═══ Entries supplied

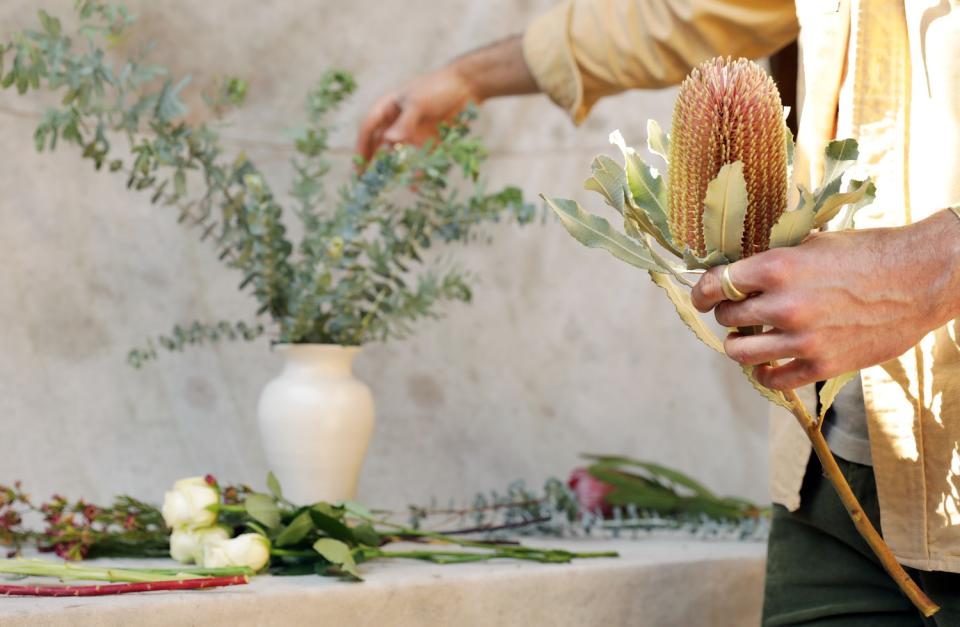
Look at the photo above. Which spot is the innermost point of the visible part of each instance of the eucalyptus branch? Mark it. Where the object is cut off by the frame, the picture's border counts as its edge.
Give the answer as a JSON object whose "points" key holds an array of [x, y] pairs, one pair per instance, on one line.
{"points": [[348, 280]]}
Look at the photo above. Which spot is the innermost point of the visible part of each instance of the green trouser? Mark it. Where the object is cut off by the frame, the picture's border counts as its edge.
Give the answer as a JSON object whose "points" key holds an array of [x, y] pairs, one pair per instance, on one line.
{"points": [[821, 572]]}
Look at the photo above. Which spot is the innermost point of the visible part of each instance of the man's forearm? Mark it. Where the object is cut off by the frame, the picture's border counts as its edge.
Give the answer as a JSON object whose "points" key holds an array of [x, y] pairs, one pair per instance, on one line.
{"points": [[498, 69]]}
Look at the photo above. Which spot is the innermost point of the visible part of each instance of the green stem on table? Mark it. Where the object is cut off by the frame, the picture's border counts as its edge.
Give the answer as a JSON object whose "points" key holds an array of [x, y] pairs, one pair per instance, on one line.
{"points": [[511, 551], [293, 553], [44, 568], [201, 583]]}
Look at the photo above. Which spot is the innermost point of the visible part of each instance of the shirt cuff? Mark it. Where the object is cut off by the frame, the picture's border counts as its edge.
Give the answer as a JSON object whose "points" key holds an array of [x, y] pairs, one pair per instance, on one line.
{"points": [[547, 51]]}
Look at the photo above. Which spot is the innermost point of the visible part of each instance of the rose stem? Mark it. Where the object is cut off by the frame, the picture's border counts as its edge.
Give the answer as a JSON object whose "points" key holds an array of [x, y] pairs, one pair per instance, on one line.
{"points": [[121, 588], [852, 505]]}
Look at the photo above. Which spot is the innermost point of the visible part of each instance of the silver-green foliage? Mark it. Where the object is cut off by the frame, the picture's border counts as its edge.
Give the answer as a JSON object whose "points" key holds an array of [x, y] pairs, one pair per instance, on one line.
{"points": [[350, 279]]}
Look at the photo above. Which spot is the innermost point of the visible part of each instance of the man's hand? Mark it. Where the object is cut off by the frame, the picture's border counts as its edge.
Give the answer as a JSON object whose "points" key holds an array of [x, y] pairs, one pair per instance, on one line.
{"points": [[840, 301], [413, 113]]}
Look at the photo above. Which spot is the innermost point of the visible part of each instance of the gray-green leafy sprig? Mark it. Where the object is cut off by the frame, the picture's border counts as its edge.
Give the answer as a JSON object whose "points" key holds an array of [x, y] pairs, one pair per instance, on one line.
{"points": [[358, 273]]}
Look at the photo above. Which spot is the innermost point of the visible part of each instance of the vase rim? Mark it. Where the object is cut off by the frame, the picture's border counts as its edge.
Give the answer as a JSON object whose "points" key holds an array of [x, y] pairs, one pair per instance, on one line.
{"points": [[290, 347]]}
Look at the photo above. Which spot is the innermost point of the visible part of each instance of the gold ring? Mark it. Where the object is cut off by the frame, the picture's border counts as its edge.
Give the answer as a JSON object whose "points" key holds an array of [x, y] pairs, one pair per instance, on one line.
{"points": [[728, 288]]}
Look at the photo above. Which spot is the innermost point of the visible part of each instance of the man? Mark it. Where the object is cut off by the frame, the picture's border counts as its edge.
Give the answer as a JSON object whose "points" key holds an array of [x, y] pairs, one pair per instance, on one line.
{"points": [[882, 299]]}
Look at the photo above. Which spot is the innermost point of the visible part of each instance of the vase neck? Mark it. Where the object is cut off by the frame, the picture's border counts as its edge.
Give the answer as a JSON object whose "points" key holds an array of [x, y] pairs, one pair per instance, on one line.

══════

_Challenge_
Will you set down the records word for word while leaving out every picture?

_Expected answer_
Look at the photo above. Which spot is the innermost point of the visible part of each instance of the eucalyptus branch? Mark it. Where the object is cut off by the frame, the picture's border counts as its edge.
Give the answer as a JSON object whose "points" key holds an array of [x, y] pairs, one pair per instance, on one line.
{"points": [[348, 280]]}
Look at the photo above. Which spot is the innermost point of the visible part of each instance of the green trouser? Mark it. Where the object is cut off by the frame, the picture's border counts as its edge.
Give the answer as a JSON object whose "points" key holds an array of [x, y] pairs, one pair per instance, on one line.
{"points": [[821, 572]]}
Look at the photo above. Which spot is the innermost point of the visible part of each instance of the man's forearm? Mark it. Where the object is cut off by the frame, the picture's border counts as its edge.
Give the answer as a JSON object whose "points" key holds an array of [x, y] pairs, one pair per instance, on one line.
{"points": [[498, 69]]}
Look at the photo above. Which spot is the innermost point of the visible part of each instance of the green stem on table? Mark it. Where the object is cut off by the frame, the picture's border counts as its edge.
Give the answer as a JSON object whose "points" key holds an array of [x, y] pairs, one pair per instance, on one line.
{"points": [[511, 551], [293, 553], [44, 568], [201, 583]]}
Look at the photo above. Which spot is the innermost point of the visible part of each instance of the shirt cuff? Mark it. Where the object is cut off by the frame, the picture's border counts as its edge.
Give the answer as a JSON object whose "points" key holds an array of [x, y] pairs, one pair per instance, on one line.
{"points": [[547, 51]]}
Look at the photo above. Which spot is the innermost point of the visible part of each instance of the rose stem? Mark it. Where the object is cut off by the frame, the picture's border counts as its edge.
Give the answer as a JSON object whose "points" key holds an array of [x, y] pairs, one pair per instance, on one line.
{"points": [[121, 588], [852, 505]]}
Look at the photo above. Which spot is the innermost point of the visible part of each instance of the silver-green foliage? Mark it. Where the object is cut off by the frame, the picture's border counts as its edge.
Give the answer as a JSON object whose "points" key holds an array of [x, y] pairs, one pair per instance, on one line.
{"points": [[350, 279]]}
Look at the photo above. Which spot is the innermost point of the visible part of each instance of the man's hand? Mark it. Where the object is cut off by the frame, the picture's border counts as its edge.
Give the answer as a JSON object whose "points" key holds an array of [x, y] pairs, one pair per instance, on one line.
{"points": [[840, 301], [413, 113]]}
Look at the photo above. Which spot is the innermost point of the visible part of each instance of the gray-green leafy sprig? Mark it. Where the object is cut off by the frame, the picture's border counts as its edge.
Give the answer as a JSON object whose "points" key holds an array of [x, y] pairs, one pair per instance, on one line.
{"points": [[358, 273]]}
Look at the photo above. Which spot is the innermost point of the visible part of each instance of the vase rim? Mark it. Where the object is cut off by the frame, the picture's border counts as its edge.
Give the answer as a JSON object whose "points" key holds an array of [x, y] pairs, one pair per instance, on one line.
{"points": [[290, 347]]}
Look at the photo above. Which spot is the innermost point of the visible part of each instance of the gold ring? Mark it. Where the object is cut off by the frame, the picture's border counts as its edge.
Give the answer as a JSON object whose "points" key holds an array of [x, y] pairs, one pair per instance, on one line.
{"points": [[728, 288]]}
Look at the photo above. Which spot is the innermost point of the visible part of each instance of the man? Mark it. Where the object is cut off by the frame, the picture's border counts as its edge.
Give the answer as a JSON object whose "points" key holds an array of [x, y] pairs, one pair per instance, on one line.
{"points": [[882, 299]]}
Look at the photo above. Which spot is the innermost point of the visible part of each instance of the vase neck? Mark it. Where the object is cut off by the frame, the picture's border counts as its edge.
Give the answer as a JSON object whose "points" key holds an array of [x, y] pairs, one pair per instance, on one line.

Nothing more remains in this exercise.